(Saved data entries)
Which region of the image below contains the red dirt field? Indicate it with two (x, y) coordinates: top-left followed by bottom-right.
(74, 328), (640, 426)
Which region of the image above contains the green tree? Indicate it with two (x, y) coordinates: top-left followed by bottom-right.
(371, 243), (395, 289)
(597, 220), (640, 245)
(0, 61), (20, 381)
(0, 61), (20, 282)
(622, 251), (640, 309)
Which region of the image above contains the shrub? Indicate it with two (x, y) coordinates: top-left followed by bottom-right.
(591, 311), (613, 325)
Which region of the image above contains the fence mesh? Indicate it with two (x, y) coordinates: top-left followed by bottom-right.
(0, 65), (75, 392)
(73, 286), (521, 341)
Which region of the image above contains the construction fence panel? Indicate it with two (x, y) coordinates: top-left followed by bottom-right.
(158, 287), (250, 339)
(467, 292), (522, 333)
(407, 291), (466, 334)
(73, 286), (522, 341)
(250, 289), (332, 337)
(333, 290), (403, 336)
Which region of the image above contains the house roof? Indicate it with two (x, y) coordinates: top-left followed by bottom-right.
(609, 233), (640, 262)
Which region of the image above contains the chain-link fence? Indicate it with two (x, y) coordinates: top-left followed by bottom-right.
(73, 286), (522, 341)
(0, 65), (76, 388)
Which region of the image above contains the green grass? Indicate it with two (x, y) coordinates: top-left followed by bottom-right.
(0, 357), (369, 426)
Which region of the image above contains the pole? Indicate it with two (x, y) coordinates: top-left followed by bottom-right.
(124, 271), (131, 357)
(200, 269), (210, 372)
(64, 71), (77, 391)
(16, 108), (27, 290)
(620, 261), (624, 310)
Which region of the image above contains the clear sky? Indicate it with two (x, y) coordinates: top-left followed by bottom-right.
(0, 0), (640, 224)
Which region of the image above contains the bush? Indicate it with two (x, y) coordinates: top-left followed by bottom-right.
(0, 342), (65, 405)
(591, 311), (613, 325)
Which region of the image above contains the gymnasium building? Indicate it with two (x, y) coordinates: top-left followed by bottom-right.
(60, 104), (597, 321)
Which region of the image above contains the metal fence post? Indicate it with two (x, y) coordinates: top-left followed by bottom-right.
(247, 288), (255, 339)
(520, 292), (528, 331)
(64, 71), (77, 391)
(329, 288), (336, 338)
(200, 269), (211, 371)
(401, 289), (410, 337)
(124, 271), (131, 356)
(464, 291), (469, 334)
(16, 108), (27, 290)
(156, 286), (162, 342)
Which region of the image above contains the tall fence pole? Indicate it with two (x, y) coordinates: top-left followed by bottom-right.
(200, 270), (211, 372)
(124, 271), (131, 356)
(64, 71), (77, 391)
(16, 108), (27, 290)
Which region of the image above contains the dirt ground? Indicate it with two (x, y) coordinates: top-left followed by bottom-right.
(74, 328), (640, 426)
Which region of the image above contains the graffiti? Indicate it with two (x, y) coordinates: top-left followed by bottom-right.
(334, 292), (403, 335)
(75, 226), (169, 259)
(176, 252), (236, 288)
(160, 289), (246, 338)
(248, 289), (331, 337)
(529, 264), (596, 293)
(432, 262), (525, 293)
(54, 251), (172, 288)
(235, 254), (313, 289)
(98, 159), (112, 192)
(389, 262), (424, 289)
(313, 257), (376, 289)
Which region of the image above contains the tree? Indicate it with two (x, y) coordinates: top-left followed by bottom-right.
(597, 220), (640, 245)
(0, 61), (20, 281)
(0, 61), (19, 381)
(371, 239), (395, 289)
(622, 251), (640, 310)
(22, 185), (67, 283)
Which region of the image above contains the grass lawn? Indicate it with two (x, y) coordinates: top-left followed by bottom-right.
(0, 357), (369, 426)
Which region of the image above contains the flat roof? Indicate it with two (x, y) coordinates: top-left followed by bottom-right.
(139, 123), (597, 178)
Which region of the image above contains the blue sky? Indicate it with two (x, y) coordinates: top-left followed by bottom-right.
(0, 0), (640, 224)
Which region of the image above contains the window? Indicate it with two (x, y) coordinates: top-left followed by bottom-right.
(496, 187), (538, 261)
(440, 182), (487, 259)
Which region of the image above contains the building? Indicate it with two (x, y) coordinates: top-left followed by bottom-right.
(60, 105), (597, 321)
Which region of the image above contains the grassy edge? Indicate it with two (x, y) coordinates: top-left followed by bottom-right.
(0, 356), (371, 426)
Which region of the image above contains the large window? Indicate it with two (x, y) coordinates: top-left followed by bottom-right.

Instruction:
Write out every one of the lines above again, keeping each one unchanged.

Solution to the exercise:
Which region of the image below contains the red dirt field? Indicate it with two (x, y) coordinates: top-left followed by bottom-right.
(74, 328), (640, 426)
Which region of the image above contains the green tree? Indicate it with two (x, y) coordinates: top-left followed by bottom-right.
(371, 243), (395, 289)
(597, 220), (640, 245)
(0, 61), (20, 381)
(0, 61), (20, 282)
(622, 251), (640, 309)
Which region of the image above contains the shrub? Indicate it with two (x, y) coordinates: top-left followed by bottom-right.
(591, 311), (613, 325)
Which region of the image above contains the fence mesh? Indicate it with two (x, y) coordinates: top-left followed by bottom-right.
(0, 65), (75, 392)
(73, 286), (521, 341)
Which region of the image above contains the construction fence panel? Indicate it with two (x, y) coordinates: top-left followed by bottom-right.
(158, 287), (250, 339)
(467, 292), (522, 333)
(407, 291), (466, 334)
(73, 286), (522, 341)
(250, 289), (332, 337)
(333, 290), (403, 336)
Which region of the image above contains the house roof? Indicate it with two (x, y) coordinates: top-left followed by bottom-right.
(609, 233), (640, 262)
Which region of the image above contains the chain-link fence? Indicate it with two (x, y) coordinates: top-left followed by bottom-right.
(73, 286), (522, 341)
(0, 65), (76, 388)
Which region of the image above contains the green grass? Indicate it with two (x, y) coordinates: top-left followed by bottom-right.
(0, 357), (369, 426)
Which region of the image above contains the pole? Indicate it with two (x, y) coordinates: top-left followed by bottom-right.
(124, 271), (131, 357)
(200, 269), (210, 372)
(64, 71), (77, 391)
(16, 108), (27, 290)
(620, 261), (624, 310)
Which region of the image above contains the clear sky? Indicate it with two (x, y) coordinates: top-left followed by bottom-right.
(0, 0), (640, 224)
Which region of the image above contains the bush? Indicate it with two (x, y) coordinates: top-left followed by bottom-right.
(0, 342), (65, 405)
(591, 311), (613, 325)
Which region of the image above contains the gymnasium building? Indicate it with two (x, y) coordinates: top-left followed by bottom-right.
(60, 104), (597, 321)
Which region of the image above contains the metal fence post? Indicate it with two (x, y) coordinates: top-left followed by bottom-right.
(247, 288), (255, 339)
(520, 292), (528, 331)
(64, 71), (77, 391)
(329, 288), (336, 338)
(200, 269), (211, 371)
(401, 289), (410, 337)
(124, 271), (131, 356)
(464, 291), (469, 334)
(16, 108), (27, 290)
(156, 286), (162, 342)
Which region of the image above contains the tall fence pole? Indicate it with two (x, y) coordinates: top-left followed by bottom-right.
(200, 270), (211, 372)
(124, 271), (131, 356)
(64, 71), (77, 391)
(16, 108), (27, 290)
Which region of the image above contains the dirt ground? Indicate it with two (x, y) coordinates: top-left followed by bottom-right.
(74, 328), (640, 426)
Which region of the image above contains the graffiti? Indicate it with two (x, y) coordinates: top-left followed by bottom-right.
(334, 292), (403, 335)
(75, 226), (169, 259)
(176, 252), (236, 288)
(160, 289), (246, 338)
(248, 289), (331, 337)
(529, 264), (596, 293)
(432, 262), (525, 293)
(54, 251), (172, 288)
(235, 254), (313, 289)
(98, 159), (112, 192)
(389, 262), (424, 289)
(313, 257), (376, 289)
Which region of the image above contains the tree? Indicate it with two (x, y) coordinates: top-left followed by bottom-right.
(597, 220), (640, 245)
(0, 61), (20, 281)
(0, 61), (19, 381)
(371, 239), (395, 289)
(622, 251), (640, 310)
(22, 185), (67, 283)
Which region of the image above contains the grass lawn? Indicate it with two (x, y) coordinates: top-left followed by bottom-right.
(0, 357), (369, 426)
Which region of the image above contains the flat roof? Indicate it with two (x, y) coordinates: top-left followed by bottom-right.
(139, 123), (597, 178)
Which region of the image above contains the blue sky? Indicate it with two (x, y) coordinates: top-left followed by bottom-right.
(0, 0), (640, 224)
Which region of the image above contains the window? Indicate it with two (x, y) coordinates: top-left followed by bottom-right.
(496, 187), (538, 261)
(440, 182), (487, 259)
Which region of the image above contains the building? Indicate it with two (x, y) coordinates: top-left followed by bottom-right.
(60, 105), (597, 321)
Which region of the image above contains the grassy edge? Indicate it with two (x, y) coordinates: top-left followed by bottom-right.
(0, 356), (371, 426)
Which region of the image above contains the large window? Indicate it with two (x, y) coordinates: top-left followed by bottom-right.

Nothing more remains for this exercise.